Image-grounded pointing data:
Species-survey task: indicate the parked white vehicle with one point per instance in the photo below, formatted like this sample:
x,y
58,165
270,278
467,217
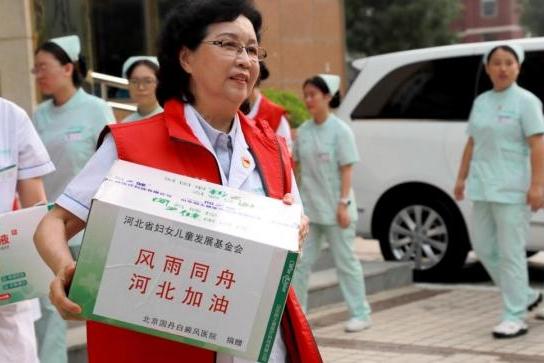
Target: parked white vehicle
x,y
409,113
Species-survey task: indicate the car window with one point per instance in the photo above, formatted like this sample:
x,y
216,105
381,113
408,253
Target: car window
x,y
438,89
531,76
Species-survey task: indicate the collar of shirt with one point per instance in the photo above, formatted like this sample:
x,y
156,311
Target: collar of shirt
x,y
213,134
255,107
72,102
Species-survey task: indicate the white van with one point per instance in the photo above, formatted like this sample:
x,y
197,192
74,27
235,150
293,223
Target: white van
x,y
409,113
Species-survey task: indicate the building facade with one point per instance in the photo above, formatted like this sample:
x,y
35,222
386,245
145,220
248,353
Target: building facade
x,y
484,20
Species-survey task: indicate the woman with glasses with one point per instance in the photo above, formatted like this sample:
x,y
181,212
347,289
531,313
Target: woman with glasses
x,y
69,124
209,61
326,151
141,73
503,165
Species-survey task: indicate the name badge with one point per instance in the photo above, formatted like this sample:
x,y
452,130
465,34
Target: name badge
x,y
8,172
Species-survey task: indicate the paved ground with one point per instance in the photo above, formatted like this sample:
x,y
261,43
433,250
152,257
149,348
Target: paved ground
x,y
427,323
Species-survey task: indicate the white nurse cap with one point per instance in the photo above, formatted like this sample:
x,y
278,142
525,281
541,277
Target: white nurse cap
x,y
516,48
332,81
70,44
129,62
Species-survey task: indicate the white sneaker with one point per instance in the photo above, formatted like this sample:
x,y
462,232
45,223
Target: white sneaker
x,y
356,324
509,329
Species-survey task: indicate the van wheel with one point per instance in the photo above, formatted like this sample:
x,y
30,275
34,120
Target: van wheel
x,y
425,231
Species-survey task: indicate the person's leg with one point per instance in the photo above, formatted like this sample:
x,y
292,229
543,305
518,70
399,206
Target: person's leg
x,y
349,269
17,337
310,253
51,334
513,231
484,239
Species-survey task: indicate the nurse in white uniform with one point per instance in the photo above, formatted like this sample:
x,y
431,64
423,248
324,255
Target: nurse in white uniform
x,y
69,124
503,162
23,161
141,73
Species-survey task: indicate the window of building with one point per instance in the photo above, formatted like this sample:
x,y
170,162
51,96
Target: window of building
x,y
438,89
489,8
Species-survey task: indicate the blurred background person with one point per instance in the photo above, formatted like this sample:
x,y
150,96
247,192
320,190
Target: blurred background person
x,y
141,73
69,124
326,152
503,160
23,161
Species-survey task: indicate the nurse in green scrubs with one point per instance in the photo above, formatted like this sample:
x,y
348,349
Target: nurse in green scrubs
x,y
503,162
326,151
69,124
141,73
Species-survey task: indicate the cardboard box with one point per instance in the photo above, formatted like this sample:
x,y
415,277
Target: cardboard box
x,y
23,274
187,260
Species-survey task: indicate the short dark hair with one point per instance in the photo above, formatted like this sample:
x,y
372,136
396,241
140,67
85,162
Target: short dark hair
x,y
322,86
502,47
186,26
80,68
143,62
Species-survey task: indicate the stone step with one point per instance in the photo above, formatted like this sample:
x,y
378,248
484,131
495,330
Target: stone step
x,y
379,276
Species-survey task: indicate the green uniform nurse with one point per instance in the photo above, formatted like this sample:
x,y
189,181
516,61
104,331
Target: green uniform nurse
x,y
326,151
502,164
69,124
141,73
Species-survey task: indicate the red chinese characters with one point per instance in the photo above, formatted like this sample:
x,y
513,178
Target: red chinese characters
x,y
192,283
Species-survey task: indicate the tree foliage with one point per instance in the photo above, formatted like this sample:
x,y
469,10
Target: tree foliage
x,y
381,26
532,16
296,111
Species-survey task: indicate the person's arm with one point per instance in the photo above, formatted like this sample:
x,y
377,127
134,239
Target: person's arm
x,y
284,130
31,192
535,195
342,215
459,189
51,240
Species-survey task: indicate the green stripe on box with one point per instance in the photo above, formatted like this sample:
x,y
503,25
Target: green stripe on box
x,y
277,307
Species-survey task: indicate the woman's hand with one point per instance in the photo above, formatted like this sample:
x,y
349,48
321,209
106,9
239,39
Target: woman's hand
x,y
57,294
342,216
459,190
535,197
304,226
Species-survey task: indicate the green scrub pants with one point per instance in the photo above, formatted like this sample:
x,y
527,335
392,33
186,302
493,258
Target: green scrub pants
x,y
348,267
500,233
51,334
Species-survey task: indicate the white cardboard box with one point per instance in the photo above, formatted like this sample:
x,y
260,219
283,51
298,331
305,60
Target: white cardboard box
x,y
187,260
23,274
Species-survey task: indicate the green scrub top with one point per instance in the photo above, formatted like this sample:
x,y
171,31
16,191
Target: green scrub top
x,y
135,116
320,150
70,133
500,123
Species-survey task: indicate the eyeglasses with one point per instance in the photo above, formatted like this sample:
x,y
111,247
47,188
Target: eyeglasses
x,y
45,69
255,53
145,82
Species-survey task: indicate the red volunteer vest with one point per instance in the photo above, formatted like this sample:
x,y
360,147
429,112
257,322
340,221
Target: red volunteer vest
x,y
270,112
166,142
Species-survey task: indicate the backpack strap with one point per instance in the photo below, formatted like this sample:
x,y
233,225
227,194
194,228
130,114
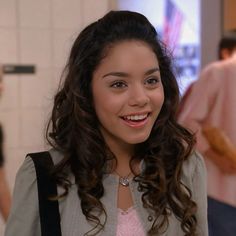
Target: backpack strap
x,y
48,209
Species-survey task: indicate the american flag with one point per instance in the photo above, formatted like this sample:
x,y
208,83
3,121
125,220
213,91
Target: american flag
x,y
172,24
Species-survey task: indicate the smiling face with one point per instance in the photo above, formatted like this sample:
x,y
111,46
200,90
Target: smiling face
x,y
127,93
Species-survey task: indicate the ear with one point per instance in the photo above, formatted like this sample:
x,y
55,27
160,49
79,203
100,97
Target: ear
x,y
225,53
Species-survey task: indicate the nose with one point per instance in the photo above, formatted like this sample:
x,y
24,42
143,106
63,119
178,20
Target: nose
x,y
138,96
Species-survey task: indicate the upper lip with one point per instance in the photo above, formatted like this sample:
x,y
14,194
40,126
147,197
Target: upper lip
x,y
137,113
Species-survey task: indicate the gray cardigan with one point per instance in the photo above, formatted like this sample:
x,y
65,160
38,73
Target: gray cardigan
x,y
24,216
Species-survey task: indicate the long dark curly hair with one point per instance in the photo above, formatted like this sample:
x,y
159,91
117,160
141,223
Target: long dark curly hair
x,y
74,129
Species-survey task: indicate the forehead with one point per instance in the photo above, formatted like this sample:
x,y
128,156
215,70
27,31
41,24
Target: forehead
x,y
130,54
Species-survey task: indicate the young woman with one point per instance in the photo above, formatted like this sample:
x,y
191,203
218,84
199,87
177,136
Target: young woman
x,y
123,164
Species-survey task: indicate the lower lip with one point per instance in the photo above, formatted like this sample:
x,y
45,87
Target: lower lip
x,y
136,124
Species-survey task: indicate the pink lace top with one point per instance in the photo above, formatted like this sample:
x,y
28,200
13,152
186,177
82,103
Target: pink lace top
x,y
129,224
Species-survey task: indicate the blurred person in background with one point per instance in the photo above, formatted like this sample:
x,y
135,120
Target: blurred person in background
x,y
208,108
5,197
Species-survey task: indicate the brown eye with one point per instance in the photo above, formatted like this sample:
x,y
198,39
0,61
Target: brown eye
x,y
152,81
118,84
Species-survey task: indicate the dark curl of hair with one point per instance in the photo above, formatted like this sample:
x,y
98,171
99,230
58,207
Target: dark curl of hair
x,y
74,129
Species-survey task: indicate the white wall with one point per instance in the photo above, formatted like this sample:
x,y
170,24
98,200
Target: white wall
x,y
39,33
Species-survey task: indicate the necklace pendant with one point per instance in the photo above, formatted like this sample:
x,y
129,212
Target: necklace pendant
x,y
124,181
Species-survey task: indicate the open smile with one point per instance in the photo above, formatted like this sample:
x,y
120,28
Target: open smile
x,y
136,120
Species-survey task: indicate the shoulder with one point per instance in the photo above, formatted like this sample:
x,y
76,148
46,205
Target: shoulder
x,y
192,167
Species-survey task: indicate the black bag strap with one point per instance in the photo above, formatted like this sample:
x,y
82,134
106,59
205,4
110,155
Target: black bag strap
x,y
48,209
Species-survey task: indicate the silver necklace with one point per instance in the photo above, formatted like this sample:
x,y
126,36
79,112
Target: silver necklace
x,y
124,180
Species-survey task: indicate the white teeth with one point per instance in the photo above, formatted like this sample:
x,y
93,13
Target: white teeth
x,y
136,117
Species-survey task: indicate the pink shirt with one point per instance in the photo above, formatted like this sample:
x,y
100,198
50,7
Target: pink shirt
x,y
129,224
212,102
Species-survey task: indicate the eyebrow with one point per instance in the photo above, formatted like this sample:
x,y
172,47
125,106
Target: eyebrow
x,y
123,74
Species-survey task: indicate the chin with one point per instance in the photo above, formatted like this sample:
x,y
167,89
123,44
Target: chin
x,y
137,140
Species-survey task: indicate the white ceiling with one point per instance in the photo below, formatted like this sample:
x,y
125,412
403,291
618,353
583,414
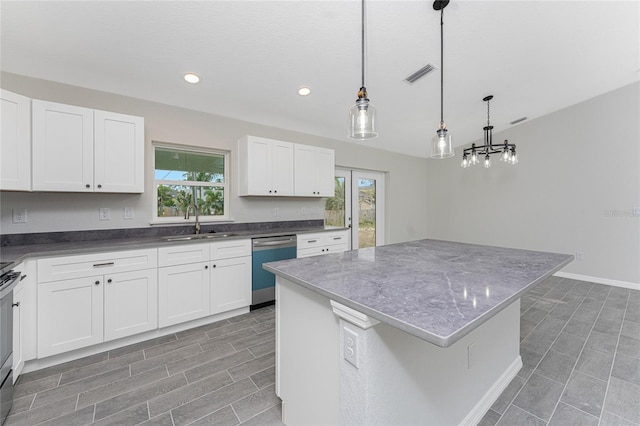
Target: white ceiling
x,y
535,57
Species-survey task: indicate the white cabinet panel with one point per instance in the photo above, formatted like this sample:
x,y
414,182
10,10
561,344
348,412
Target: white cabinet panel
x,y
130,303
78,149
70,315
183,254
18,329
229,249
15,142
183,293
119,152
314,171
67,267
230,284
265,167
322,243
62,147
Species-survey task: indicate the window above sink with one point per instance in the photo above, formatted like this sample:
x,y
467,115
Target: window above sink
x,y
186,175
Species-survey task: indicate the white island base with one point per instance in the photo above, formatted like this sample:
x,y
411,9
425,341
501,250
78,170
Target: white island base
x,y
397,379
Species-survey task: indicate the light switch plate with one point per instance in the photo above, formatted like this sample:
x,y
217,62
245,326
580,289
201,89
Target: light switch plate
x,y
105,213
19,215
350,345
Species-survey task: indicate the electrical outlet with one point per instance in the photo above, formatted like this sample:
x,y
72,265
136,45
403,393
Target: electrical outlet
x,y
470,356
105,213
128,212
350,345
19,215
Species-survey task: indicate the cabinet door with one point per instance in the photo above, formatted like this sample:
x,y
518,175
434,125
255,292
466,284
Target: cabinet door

## [EXERCISE AIM]
Report all lines in the records that include the string "door".

## [TASK RESULT]
Species-survey task: indicate the cabinet door with one point per instance in the photo above, formatted like this sample:
Target: cabinet door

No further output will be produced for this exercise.